■ Work required: Write each line exactly as it stands, from the line containing "Task: annotate every instance of the booth" through the end of the data.

Point annotation dataset records:
———
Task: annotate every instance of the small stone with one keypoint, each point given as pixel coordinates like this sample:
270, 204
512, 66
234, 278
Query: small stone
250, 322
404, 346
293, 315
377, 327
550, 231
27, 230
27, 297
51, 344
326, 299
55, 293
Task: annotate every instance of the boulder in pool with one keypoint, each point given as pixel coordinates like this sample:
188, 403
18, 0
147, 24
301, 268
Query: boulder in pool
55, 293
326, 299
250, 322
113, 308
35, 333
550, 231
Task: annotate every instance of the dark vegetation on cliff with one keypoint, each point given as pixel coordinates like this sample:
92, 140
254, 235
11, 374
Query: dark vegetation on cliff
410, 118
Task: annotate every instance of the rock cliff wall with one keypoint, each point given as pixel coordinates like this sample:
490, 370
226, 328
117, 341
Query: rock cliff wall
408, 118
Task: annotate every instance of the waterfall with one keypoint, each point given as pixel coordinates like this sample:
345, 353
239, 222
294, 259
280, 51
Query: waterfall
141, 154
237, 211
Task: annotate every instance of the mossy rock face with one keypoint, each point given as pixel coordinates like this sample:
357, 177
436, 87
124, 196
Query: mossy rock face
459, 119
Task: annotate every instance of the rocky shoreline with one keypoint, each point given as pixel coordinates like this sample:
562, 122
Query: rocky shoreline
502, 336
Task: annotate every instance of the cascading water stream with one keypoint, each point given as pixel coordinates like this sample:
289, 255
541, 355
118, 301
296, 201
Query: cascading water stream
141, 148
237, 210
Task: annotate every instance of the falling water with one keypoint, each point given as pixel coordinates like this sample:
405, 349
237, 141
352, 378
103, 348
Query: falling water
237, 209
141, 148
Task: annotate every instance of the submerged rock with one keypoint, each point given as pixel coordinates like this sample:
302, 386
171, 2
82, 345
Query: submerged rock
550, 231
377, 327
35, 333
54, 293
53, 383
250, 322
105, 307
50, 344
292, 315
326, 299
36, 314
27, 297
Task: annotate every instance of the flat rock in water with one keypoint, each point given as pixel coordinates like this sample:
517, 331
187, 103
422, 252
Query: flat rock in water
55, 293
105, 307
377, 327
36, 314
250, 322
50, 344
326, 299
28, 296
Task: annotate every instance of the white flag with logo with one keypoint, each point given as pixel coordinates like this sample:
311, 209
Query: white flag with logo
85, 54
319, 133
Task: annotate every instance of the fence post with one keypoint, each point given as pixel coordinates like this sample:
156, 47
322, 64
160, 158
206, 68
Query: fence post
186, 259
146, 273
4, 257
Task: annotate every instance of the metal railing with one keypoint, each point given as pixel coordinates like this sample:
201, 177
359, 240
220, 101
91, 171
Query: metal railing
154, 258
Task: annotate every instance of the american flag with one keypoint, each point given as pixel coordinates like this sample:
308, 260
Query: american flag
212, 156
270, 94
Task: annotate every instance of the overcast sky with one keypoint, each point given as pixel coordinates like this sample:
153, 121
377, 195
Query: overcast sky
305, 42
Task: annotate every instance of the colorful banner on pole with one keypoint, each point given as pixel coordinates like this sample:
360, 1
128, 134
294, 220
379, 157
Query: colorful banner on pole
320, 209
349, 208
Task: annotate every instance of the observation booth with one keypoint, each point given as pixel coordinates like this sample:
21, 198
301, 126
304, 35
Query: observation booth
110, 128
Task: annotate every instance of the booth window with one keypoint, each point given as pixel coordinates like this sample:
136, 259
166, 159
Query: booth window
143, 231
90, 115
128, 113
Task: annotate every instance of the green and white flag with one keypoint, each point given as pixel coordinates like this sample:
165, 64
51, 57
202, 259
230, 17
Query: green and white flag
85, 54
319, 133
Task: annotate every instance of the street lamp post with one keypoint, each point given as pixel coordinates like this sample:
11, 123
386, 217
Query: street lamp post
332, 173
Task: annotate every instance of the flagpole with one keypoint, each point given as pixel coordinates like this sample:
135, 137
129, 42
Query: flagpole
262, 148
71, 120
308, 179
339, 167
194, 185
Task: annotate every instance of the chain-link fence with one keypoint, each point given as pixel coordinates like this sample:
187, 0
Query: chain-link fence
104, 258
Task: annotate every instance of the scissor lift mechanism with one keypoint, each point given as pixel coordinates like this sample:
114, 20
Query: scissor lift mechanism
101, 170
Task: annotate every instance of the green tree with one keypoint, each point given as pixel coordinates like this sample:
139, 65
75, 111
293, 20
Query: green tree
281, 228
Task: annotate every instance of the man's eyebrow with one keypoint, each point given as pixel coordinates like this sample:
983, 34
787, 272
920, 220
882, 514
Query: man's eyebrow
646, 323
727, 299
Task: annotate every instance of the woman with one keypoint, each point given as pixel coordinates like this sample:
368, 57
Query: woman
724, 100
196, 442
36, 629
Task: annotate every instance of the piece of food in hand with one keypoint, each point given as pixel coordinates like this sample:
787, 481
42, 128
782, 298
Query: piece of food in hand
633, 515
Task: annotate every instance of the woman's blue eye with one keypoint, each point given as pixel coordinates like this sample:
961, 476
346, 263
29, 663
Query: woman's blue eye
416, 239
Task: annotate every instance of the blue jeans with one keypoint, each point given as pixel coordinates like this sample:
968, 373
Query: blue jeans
———
■ Output:
Task: annotate every instance of the booth window with one keypoint, each point given as pixel coordinates like this sample:
136, 259
166, 159
Query: booth window
143, 231
90, 115
128, 113
Task: annotate every instance of the green and white flag with one keypoint, each point given as pixel coordinates like this sample:
165, 64
51, 57
202, 259
230, 17
Query: green and white flag
85, 54
319, 133
Task: annotate every instance of the street lamp post with one keypoint, each point given as pixel coordinates like this sample:
11, 123
386, 217
Query: street lamp post
332, 173
Task: annotate every instance of the flagpole with one keypoint, each point given as pixel coordinates like this sample:
135, 137
129, 42
Query: flagpole
262, 148
71, 120
308, 179
339, 167
194, 185
Task: annotate every instance of the chain-link fence with one keypoint, each point given as pixel coordinates like this sample:
187, 0
Query: chain-link fence
104, 258
Task: annotate every instance of the scissor lift mechanism with one keypoint, each point given as pixel coordinates like this sample:
114, 20
Query: scissor lift mechanism
101, 170
Task: annotate every instance of the green tree with one keypoint, each point given as pixel coordinates like this sample:
139, 65
75, 111
293, 20
Query: green tree
281, 228
Task: annotate every instance of the man's eyebrow with one keypoint, each point given as pixel coordinates like this sample:
983, 34
787, 272
920, 220
882, 514
Query: man's eyebrow
646, 323
727, 299
Task: annotate every instance of the woman with one keypoint, each point given as pixel coordinates like this sample:
368, 57
Query: woman
724, 100
196, 442
36, 629
Task: annotate every instance of the piece of food in hand with one keypoint, each point given as pixel coordinates like this sample:
787, 481
42, 128
782, 298
Query: piece of food in hand
633, 515
Task: annotate every instance of the woman's blue eye with one keypoint, each point given as pixel coordinates like this sample:
961, 476
346, 263
29, 663
Query: woman's blue eye
416, 239
Task: annotate every instance of the blue jeans with one keypoint, each point given as pixel coordinates like this sample:
968, 373
Query: blue jeans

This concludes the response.